◆ **WORK TO BE COMPLETED**:
Could you output the lines from the start of the items through the line that contains "34 131 L 52", inclusive, copying each one exactly and leaving out the pictures?

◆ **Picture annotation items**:
# # # # #

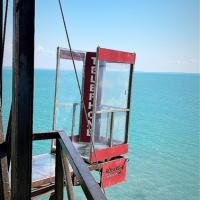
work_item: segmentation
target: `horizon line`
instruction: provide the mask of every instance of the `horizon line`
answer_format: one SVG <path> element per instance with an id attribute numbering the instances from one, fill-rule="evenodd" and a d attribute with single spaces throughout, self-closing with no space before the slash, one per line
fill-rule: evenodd
<path id="1" fill-rule="evenodd" d="M 11 66 L 3 66 L 3 69 L 11 69 Z M 45 68 L 45 67 L 35 67 L 34 70 L 51 70 L 55 71 L 56 68 Z M 68 69 L 69 71 L 73 71 L 73 69 Z M 67 70 L 66 70 L 67 71 Z M 135 73 L 156 73 L 156 74 L 199 74 L 199 72 L 180 72 L 180 71 L 142 71 L 142 70 L 134 70 Z"/>

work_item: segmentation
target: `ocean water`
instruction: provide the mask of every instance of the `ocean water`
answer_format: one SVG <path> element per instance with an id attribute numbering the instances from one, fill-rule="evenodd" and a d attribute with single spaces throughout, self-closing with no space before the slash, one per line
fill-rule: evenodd
<path id="1" fill-rule="evenodd" d="M 11 70 L 3 75 L 5 132 Z M 34 131 L 52 129 L 54 80 L 55 71 L 35 70 Z M 200 75 L 134 74 L 127 180 L 106 189 L 108 199 L 200 199 L 199 94 Z M 49 151 L 50 141 L 34 142 L 33 154 Z M 80 188 L 75 191 L 76 199 L 85 199 Z"/>

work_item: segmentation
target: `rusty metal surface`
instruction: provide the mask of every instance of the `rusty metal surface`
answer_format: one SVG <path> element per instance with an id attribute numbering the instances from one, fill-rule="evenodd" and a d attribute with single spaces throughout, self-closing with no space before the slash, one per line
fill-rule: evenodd
<path id="1" fill-rule="evenodd" d="M 73 146 L 69 137 L 64 132 L 60 132 L 59 135 L 59 141 L 62 146 L 62 150 L 67 154 L 69 162 L 73 168 L 75 175 L 79 179 L 79 182 L 86 197 L 88 199 L 95 200 L 106 199 L 105 194 L 101 190 L 94 177 L 89 172 L 86 163 L 80 157 L 78 151 Z"/>
<path id="2" fill-rule="evenodd" d="M 31 198 L 35 0 L 14 0 L 11 198 Z"/>

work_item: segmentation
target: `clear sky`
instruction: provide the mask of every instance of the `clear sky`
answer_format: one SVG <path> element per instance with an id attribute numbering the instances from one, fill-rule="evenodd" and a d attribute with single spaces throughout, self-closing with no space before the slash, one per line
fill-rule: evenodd
<path id="1" fill-rule="evenodd" d="M 12 2 L 12 1 L 10 1 Z M 199 72 L 199 0 L 62 0 L 73 49 L 136 52 L 136 71 Z M 9 6 L 4 65 L 12 63 Z M 36 0 L 35 67 L 67 47 L 58 0 Z"/>

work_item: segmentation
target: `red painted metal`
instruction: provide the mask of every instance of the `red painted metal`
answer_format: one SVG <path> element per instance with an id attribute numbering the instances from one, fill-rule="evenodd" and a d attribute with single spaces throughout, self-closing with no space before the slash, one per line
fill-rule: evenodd
<path id="1" fill-rule="evenodd" d="M 87 113 L 88 122 L 85 117 L 84 110 L 82 109 L 82 118 L 81 118 L 81 131 L 80 131 L 80 141 L 89 142 L 90 133 L 93 124 L 93 106 L 94 106 L 94 92 L 95 92 L 95 81 L 96 81 L 96 53 L 87 52 L 85 69 L 84 69 L 84 103 Z M 88 129 L 89 126 L 89 129 Z"/>
<path id="2" fill-rule="evenodd" d="M 98 149 L 91 153 L 90 162 L 104 161 L 128 153 L 128 144 L 121 144 L 104 149 Z"/>
<path id="3" fill-rule="evenodd" d="M 72 56 L 74 60 L 78 60 L 78 61 L 84 61 L 85 59 L 85 53 L 82 52 L 76 52 L 76 51 L 72 51 Z M 67 60 L 71 60 L 71 53 L 69 50 L 65 50 L 65 49 L 60 49 L 60 58 L 62 59 L 67 59 Z"/>
<path id="4" fill-rule="evenodd" d="M 135 64 L 135 53 L 99 48 L 98 59 L 107 62 Z"/>
<path id="5" fill-rule="evenodd" d="M 104 163 L 101 173 L 101 186 L 106 188 L 125 181 L 126 169 L 126 158 L 120 158 Z"/>

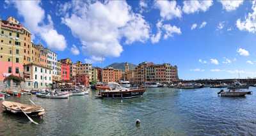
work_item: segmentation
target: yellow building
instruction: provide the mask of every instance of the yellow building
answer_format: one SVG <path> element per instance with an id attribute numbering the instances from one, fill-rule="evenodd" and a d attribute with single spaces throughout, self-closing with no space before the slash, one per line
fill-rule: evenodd
<path id="1" fill-rule="evenodd" d="M 13 17 L 0 20 L 0 81 L 23 73 L 24 27 Z"/>

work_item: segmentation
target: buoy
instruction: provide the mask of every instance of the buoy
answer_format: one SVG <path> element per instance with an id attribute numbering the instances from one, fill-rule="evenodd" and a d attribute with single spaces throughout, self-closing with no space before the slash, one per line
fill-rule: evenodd
<path id="1" fill-rule="evenodd" d="M 140 120 L 138 119 L 136 120 L 136 125 L 140 124 Z"/>

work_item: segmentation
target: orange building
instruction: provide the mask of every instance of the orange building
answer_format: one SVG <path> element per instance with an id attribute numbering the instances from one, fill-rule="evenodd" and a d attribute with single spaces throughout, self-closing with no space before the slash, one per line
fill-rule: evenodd
<path id="1" fill-rule="evenodd" d="M 111 67 L 104 68 L 102 79 L 104 82 L 118 82 L 122 79 L 122 70 L 114 69 Z"/>

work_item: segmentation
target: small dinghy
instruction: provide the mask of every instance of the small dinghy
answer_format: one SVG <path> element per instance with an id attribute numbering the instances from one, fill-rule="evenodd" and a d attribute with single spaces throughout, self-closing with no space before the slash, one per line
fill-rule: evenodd
<path id="1" fill-rule="evenodd" d="M 221 89 L 218 93 L 218 94 L 220 94 L 220 96 L 245 96 L 246 94 L 250 94 L 250 91 L 236 91 L 235 90 L 229 90 L 228 91 L 225 91 Z"/>
<path id="2" fill-rule="evenodd" d="M 17 102 L 4 101 L 2 103 L 2 107 L 4 111 L 13 114 L 26 113 L 29 116 L 38 117 L 45 114 L 44 109 L 35 105 L 27 105 Z"/>
<path id="3" fill-rule="evenodd" d="M 41 98 L 68 98 L 70 94 L 67 93 L 36 93 L 36 96 L 38 97 Z"/>

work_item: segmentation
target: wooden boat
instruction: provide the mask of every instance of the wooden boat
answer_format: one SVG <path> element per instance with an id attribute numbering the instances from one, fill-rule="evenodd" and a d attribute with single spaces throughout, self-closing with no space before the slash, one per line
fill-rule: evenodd
<path id="1" fill-rule="evenodd" d="M 36 96 L 41 98 L 68 98 L 70 94 L 68 92 L 60 92 L 60 93 L 36 93 Z"/>
<path id="2" fill-rule="evenodd" d="M 106 85 L 97 85 L 95 88 L 97 90 L 110 90 L 109 87 Z"/>
<path id="3" fill-rule="evenodd" d="M 34 105 L 4 101 L 2 103 L 2 107 L 4 111 L 13 114 L 23 114 L 22 110 L 28 116 L 42 116 L 45 114 L 44 109 Z"/>
<path id="4" fill-rule="evenodd" d="M 109 86 L 111 90 L 102 90 L 95 96 L 99 98 L 123 99 L 140 97 L 143 94 L 146 89 L 144 87 L 134 88 L 122 87 L 117 83 L 110 83 Z"/>
<path id="5" fill-rule="evenodd" d="M 220 94 L 221 96 L 245 96 L 246 94 L 251 93 L 250 91 L 236 91 L 234 90 L 224 91 L 224 90 L 221 89 L 218 93 L 218 94 Z"/>

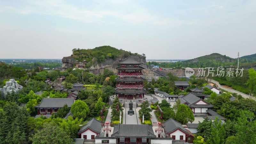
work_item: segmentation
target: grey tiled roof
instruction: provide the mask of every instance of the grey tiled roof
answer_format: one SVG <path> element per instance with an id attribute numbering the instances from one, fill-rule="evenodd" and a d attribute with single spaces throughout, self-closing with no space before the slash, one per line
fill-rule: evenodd
<path id="1" fill-rule="evenodd" d="M 176 121 L 172 118 L 169 118 L 165 122 L 163 122 L 163 123 L 165 124 L 165 126 L 164 126 L 164 128 L 167 134 L 172 132 L 179 129 L 187 134 L 188 134 L 188 132 L 186 131 L 180 123 Z"/>
<path id="2" fill-rule="evenodd" d="M 143 69 L 145 68 L 144 68 L 140 67 L 134 67 L 134 66 L 127 66 L 127 67 L 122 67 L 121 66 L 120 66 L 116 68 L 116 69 Z"/>
<path id="3" fill-rule="evenodd" d="M 216 112 L 211 109 L 207 109 L 206 111 L 212 116 L 220 116 Z"/>
<path id="4" fill-rule="evenodd" d="M 198 88 L 197 86 L 196 88 L 194 89 L 190 89 L 190 90 L 192 92 L 204 92 L 204 91 L 201 90 Z"/>
<path id="5" fill-rule="evenodd" d="M 40 91 L 39 92 L 35 93 L 35 94 L 36 95 L 38 95 L 39 96 L 42 95 L 42 94 L 44 93 L 44 92 L 42 91 Z"/>
<path id="6" fill-rule="evenodd" d="M 154 92 L 157 92 L 158 93 L 162 93 L 163 94 L 164 96 L 167 97 L 167 98 L 178 98 L 178 95 L 174 95 L 174 94 L 172 94 L 172 95 L 170 95 L 168 94 L 167 92 L 162 92 L 161 91 L 160 91 L 158 90 L 158 89 L 157 89 L 156 88 L 155 88 L 154 89 Z"/>
<path id="7" fill-rule="evenodd" d="M 108 140 L 108 139 L 116 139 L 116 137 L 96 137 L 95 139 L 96 140 Z"/>
<path id="8" fill-rule="evenodd" d="M 72 87 L 82 87 L 84 85 L 84 84 L 80 84 L 79 82 L 77 82 L 76 84 L 71 85 L 71 86 Z"/>
<path id="9" fill-rule="evenodd" d="M 213 108 L 213 106 L 210 104 L 192 104 L 189 105 L 191 108 Z"/>
<path id="10" fill-rule="evenodd" d="M 227 119 L 226 118 L 221 116 L 207 116 L 209 119 L 215 119 L 216 118 L 216 116 L 218 116 L 218 120 L 226 120 Z"/>
<path id="11" fill-rule="evenodd" d="M 121 61 L 121 62 L 119 62 L 119 64 L 142 64 L 143 63 L 143 62 L 140 62 L 138 60 L 134 60 L 133 58 L 132 58 L 131 56 L 129 56 L 129 57 L 127 58 L 126 59 L 124 60 Z"/>
<path id="12" fill-rule="evenodd" d="M 100 134 L 100 131 L 102 128 L 102 123 L 101 122 L 93 117 L 88 121 L 85 125 L 82 127 L 77 133 L 80 134 L 87 129 L 89 128 L 92 131 L 97 133 Z"/>
<path id="13" fill-rule="evenodd" d="M 189 86 L 189 84 L 187 81 L 175 81 L 175 86 Z"/>
<path id="14" fill-rule="evenodd" d="M 204 88 L 205 87 L 208 88 L 208 89 L 212 89 L 212 88 L 213 87 L 213 86 L 212 86 L 211 85 L 209 85 L 209 84 L 207 84 L 205 86 L 203 86 L 203 87 L 202 87 L 202 89 L 204 89 Z"/>
<path id="15" fill-rule="evenodd" d="M 209 85 L 209 84 L 207 84 L 207 85 L 206 85 L 205 86 L 203 86 L 203 87 L 202 87 L 202 89 L 204 89 L 204 88 L 205 87 L 207 87 L 207 88 L 208 88 L 208 89 L 212 89 L 213 88 L 214 88 L 215 89 L 217 89 L 218 90 L 220 90 L 219 89 L 217 89 L 217 88 L 214 87 L 214 86 L 212 86 L 211 85 Z"/>
<path id="16" fill-rule="evenodd" d="M 76 98 L 77 97 L 77 96 L 76 95 L 75 95 L 75 94 L 69 94 L 69 95 L 68 95 L 68 96 L 67 97 L 68 98 L 71 97 L 71 98 L 74 97 L 74 98 Z"/>
<path id="17" fill-rule="evenodd" d="M 69 108 L 71 107 L 75 99 L 73 98 L 43 98 L 40 104 L 33 106 L 37 108 L 61 108 L 67 104 Z"/>
<path id="18" fill-rule="evenodd" d="M 198 124 L 188 123 L 188 128 L 197 128 L 198 127 Z"/>
<path id="19" fill-rule="evenodd" d="M 135 78 L 134 77 L 120 78 L 120 77 L 118 77 L 115 79 L 115 80 L 118 82 L 143 82 L 146 79 L 142 77 L 140 78 Z"/>
<path id="20" fill-rule="evenodd" d="M 75 91 L 74 92 L 72 92 L 71 93 L 68 94 L 68 95 L 70 95 L 71 94 L 74 94 L 75 95 L 78 95 L 78 91 Z"/>
<path id="21" fill-rule="evenodd" d="M 153 126 L 148 124 L 123 124 L 114 125 L 111 136 L 124 137 L 156 137 Z"/>
<path id="22" fill-rule="evenodd" d="M 188 93 L 181 98 L 190 104 L 192 104 L 200 100 L 199 98 L 191 93 Z"/>
<path id="23" fill-rule="evenodd" d="M 151 140 L 173 140 L 172 138 L 152 138 Z"/>
<path id="24" fill-rule="evenodd" d="M 135 89 L 125 89 L 124 90 L 119 90 L 118 89 L 116 89 L 115 91 L 116 93 L 121 93 L 122 94 L 140 94 L 145 93 L 147 90 L 142 88 L 142 90 L 136 90 Z"/>
<path id="25" fill-rule="evenodd" d="M 182 97 L 180 97 L 175 100 L 177 101 L 178 99 L 180 100 L 180 104 L 182 104 L 187 103 L 188 104 L 188 106 L 191 108 L 213 108 L 212 105 L 209 104 L 203 100 L 199 98 L 193 94 L 191 92 L 189 92 L 188 94 Z M 195 104 L 198 101 L 202 100 L 207 104 Z"/>

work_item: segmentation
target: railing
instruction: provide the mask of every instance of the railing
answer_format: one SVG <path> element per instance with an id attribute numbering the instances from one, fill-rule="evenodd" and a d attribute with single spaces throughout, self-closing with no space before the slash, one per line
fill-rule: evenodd
<path id="1" fill-rule="evenodd" d="M 124 88 L 133 88 L 137 87 L 143 87 L 145 85 L 144 84 L 141 84 L 139 85 L 120 85 L 120 84 L 116 84 L 116 86 L 117 87 L 123 87 Z"/>
<path id="2" fill-rule="evenodd" d="M 143 74 L 122 74 L 121 73 L 117 73 L 117 76 L 142 76 Z"/>

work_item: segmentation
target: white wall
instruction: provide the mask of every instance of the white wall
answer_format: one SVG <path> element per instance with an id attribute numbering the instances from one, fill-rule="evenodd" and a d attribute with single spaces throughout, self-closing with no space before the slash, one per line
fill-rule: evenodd
<path id="1" fill-rule="evenodd" d="M 201 108 L 195 108 L 195 113 L 201 113 Z"/>
<path id="2" fill-rule="evenodd" d="M 92 135 L 94 135 L 94 138 L 95 138 L 97 135 L 97 134 L 88 130 L 81 134 L 81 138 L 83 138 L 84 135 L 87 135 L 87 140 L 91 140 L 92 139 Z"/>
<path id="3" fill-rule="evenodd" d="M 217 94 L 220 94 L 220 91 L 215 89 L 214 88 L 212 88 L 211 90 L 213 92 L 216 92 L 216 93 Z"/>
<path id="4" fill-rule="evenodd" d="M 196 133 L 198 132 L 197 130 L 197 128 L 188 128 L 188 127 L 186 127 L 185 128 L 189 131 L 192 133 Z"/>
<path id="5" fill-rule="evenodd" d="M 152 144 L 169 144 L 172 143 L 172 140 L 151 140 Z"/>
<path id="6" fill-rule="evenodd" d="M 208 109 L 208 108 L 202 108 L 202 113 L 207 113 L 207 112 L 206 111 L 207 110 L 207 109 Z"/>
<path id="7" fill-rule="evenodd" d="M 115 144 L 116 143 L 116 139 L 108 139 L 108 138 L 106 137 L 106 138 L 105 139 L 95 139 L 95 143 L 96 144 L 101 144 L 101 142 L 102 141 L 101 140 L 109 140 L 109 143 L 110 144 Z"/>
<path id="8" fill-rule="evenodd" d="M 175 132 L 172 132 L 171 134 L 171 136 L 172 136 L 173 135 L 175 136 L 175 140 L 185 140 L 186 138 L 186 134 L 181 132 L 179 130 L 178 130 L 176 131 Z M 180 139 L 180 135 L 183 136 L 183 140 Z"/>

# # # # #

◆ **RESULT OF THIS TASK**:
work_item: segmentation
target: `horizon line`
instruction: provide the mask of every instance of the `horizon line`
answer_format: one SVG <path> element per instance with an id attribute numbering the instances from one, fill-rule="evenodd" and a d attribute with single spaces throughout, self-closing with no space before the slash, one per line
fill-rule: evenodd
<path id="1" fill-rule="evenodd" d="M 11 66 L 3 66 L 3 69 L 11 69 Z M 45 68 L 45 67 L 35 67 L 34 70 L 51 70 L 55 71 L 56 68 Z M 68 69 L 69 71 L 73 71 L 73 69 Z M 67 70 L 66 70 L 67 71 Z M 135 73 L 156 73 L 156 74 L 199 74 L 199 72 L 180 72 L 180 71 L 142 71 L 142 70 L 134 70 Z"/>

work_item: segmentation
target: `ocean water`
instruction: provide the mask of every instance of the `ocean water`
answer_format: one SVG <path> element per instance with an id attribute numbering the instances from one, fill-rule="evenodd" and a d attribute with single spaces throughout, self-closing with no space before the slash, one per line
fill-rule: evenodd
<path id="1" fill-rule="evenodd" d="M 11 70 L 3 75 L 5 132 Z M 34 131 L 52 129 L 54 80 L 55 71 L 35 70 Z M 200 75 L 134 74 L 127 180 L 106 189 L 108 199 L 200 199 L 199 94 Z M 49 151 L 50 141 L 34 142 L 33 154 Z M 80 188 L 75 191 L 76 199 L 85 199 Z"/>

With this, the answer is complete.